Saved entries:
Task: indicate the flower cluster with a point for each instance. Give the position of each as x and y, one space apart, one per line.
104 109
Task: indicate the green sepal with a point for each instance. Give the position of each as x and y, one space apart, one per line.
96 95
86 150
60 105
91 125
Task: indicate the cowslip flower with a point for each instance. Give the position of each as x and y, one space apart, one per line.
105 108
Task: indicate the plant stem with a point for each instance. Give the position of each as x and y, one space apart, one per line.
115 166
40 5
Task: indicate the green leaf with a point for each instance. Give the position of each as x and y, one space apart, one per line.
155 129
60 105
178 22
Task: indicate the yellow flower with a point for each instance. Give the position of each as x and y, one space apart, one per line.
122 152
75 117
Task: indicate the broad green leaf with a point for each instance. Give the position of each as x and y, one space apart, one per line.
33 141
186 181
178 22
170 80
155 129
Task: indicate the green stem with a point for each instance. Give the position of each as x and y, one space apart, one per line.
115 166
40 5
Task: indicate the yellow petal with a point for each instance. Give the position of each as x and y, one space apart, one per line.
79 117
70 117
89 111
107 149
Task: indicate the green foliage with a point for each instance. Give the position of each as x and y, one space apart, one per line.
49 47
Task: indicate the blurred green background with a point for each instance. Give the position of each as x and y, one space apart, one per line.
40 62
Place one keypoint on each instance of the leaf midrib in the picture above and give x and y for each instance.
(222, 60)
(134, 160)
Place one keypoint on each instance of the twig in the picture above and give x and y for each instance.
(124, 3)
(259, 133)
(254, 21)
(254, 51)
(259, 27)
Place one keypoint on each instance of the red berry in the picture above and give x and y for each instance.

(Assignment)
All of the entries, from the first line to the last, should be duplicated exactly.

(Written response)
Task: indicate the flower cluster with a point for each instance. Give the position of each as x and y, one space apart, one per line.
104 109
Task: indicate the green sepal with a point for each instance. Give the position of each as x and y, one space apart, one per line.
96 95
86 150
60 105
91 125
Task: indicate the cowslip flower with a point for each instance. Give the position of each as x and y, one space apart, one per line.
105 108
Task: indicate the plant stem with a point for each instance. Give the position of each as x and y, one space apart, one per line.
115 166
40 5
Task: indicate the green leaf with a point for each instance. Give the position of each as x and y, one space apart, one per line.
155 129
60 105
178 22
Task: indicate the yellow flower with a point for each instance. Give the position of each as x and y, one space apart, one per line.
122 152
75 117
Task: indicate the broad green leaf with a point for each instance. Give the position of each as x and y, one space apart, one per line.
33 141
186 181
178 22
170 80
155 129
Task: indicate the green stem with a point for each instance. Give the position of each as x and y, one space apart, one per line.
115 166
40 5
Task: indicate the yellow petal with a point for each instance. Give the position of each as x and y, one space apart, one per line.
79 117
70 117
89 111
107 149
Task: indicate the green foliage with a point for each instance. Give the position of each as x and y, one space apart, one per line.
49 47
Task: indicate the blurred green background with a point for each instance. Give the position of each as x and y, one space apart, one per line.
40 62
Place one keypoint on each instance of the leaf midrib in the picture above and give x and y for each instance.
(222, 60)
(134, 160)
Place one keypoint on each instance of the twig in the picture above and give x and y for each instance.
(124, 3)
(259, 133)
(254, 21)
(254, 51)
(259, 27)
Place one keypoint on each instance of the red berry in the picture above and give x and y for each instance.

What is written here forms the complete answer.